[INSTRUCTIONS FOR THE TASK]
Copy out the complete listing, word for word.

--- DATA SHOWN ---

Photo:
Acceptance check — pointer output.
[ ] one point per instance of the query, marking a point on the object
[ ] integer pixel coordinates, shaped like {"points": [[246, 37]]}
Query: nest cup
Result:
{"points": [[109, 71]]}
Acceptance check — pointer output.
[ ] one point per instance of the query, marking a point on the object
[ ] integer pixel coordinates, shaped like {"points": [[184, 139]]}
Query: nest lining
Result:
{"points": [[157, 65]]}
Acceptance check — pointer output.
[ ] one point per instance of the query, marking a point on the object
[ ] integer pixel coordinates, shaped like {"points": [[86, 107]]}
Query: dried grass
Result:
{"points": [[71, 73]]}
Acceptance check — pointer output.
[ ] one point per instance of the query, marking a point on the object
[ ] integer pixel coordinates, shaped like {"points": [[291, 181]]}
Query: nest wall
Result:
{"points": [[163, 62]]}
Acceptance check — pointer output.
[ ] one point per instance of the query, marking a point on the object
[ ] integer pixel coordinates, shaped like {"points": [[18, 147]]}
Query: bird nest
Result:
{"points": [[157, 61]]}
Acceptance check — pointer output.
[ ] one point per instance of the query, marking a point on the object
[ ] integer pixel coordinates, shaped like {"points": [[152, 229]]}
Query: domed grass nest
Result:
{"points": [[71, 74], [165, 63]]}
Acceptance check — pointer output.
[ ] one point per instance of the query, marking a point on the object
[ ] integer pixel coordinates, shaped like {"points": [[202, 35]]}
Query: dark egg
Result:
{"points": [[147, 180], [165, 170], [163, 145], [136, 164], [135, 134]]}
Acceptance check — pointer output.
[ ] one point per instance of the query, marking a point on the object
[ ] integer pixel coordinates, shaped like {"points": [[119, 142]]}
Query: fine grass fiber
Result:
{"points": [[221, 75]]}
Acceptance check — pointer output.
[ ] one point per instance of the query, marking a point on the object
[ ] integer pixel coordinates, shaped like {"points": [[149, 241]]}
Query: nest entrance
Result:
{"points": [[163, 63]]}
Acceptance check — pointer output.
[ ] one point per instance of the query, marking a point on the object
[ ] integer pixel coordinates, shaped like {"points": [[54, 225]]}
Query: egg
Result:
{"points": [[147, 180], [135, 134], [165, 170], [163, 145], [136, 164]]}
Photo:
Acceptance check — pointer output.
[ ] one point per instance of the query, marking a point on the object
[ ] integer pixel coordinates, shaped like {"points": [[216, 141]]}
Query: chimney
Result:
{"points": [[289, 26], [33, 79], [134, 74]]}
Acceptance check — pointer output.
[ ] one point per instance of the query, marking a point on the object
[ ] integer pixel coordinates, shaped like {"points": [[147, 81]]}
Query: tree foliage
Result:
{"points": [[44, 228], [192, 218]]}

---

[WRITTEN SOLUTION]
Photo:
Acceptance check — pointer output.
[ ] one point per instance of the query, marking a point on the object
[ ] integer pixel coordinates, shaped like {"points": [[246, 37]]}
Query: nest cup
Result:
{"points": [[109, 71]]}
Acceptance check — pointer output.
[ ] one point per instance of the query, marking a point on the object
[ ] integer pixel coordinates, shaped like {"points": [[184, 139]]}
Query: nest lining
Result:
{"points": [[157, 65]]}
Acceptance check — pointer output.
[ ] one point per instance of the query, marking a point on the object
[ ] integer pixel coordinates, shaped like {"points": [[86, 107]]}
Query: dried grass
Result:
{"points": [[71, 73]]}
Acceptance check — pointer output.
[ ] one point per instance of the query, marking a point on the object
[ ] integer pixel coordinates, shaped like {"points": [[291, 181]]}
Query: nest wall
Result:
{"points": [[163, 62]]}
Acceptance check — pointer output.
[ ] one point per instance of the query, marking a point on the object
[ ] integer pixel coordinates, shaped like {"points": [[18, 147]]}
Query: bird nest
Result:
{"points": [[157, 61]]}
Acceptance check — pointer output.
[ ] one point per instance of the query, marking a point on the object
[ ] integer pixel coordinates, shaped like {"points": [[152, 229]]}
Query: domed grass nest
Result:
{"points": [[71, 74], [165, 63]]}
Acceptance check — pointer output.
[ ] one point per instance of the query, marking a point on the object
[ ] integer pixel coordinates, shaped like {"points": [[202, 35]]}
Query: dark egg
Result:
{"points": [[147, 180], [165, 170], [163, 145], [136, 164], [135, 134]]}
Acceptance check — pointer output.
[ ] one point per instance of the query, marking a point on the object
[ ] integer pixel coordinates, shaped like {"points": [[119, 142]]}
Query: fine grass fiber
Result:
{"points": [[221, 75]]}
Acceptance check — pointer output.
[ ] one point per instance of the query, marking a point on the object
[ ] integer pixel coordinates, shaped like {"points": [[149, 241]]}
Query: nest entrance
Result:
{"points": [[163, 63]]}
Acceptance check — pointer output.
[ ] one point per instance of the query, marking a point on the object
[ ] integer pixel coordinates, shaped like {"points": [[54, 225]]}
Query: egg
Result:
{"points": [[147, 180], [135, 134], [165, 170], [163, 145], [136, 164]]}
Photo:
Acceptance check — pointer output.
[ ] one point per instance of the query, marking a point on the object
[ ] integer pixel coordinates, shaped like {"points": [[216, 141]]}
Query: chimney
Result:
{"points": [[289, 26], [33, 79], [134, 74]]}
Acceptance check — pointer output.
[ ] one point per instance of the query, marking a point on the object
[ ] integer pixel coordinates, shaped like {"points": [[147, 81]]}
Query: tree foliage
Result:
{"points": [[44, 228], [192, 218]]}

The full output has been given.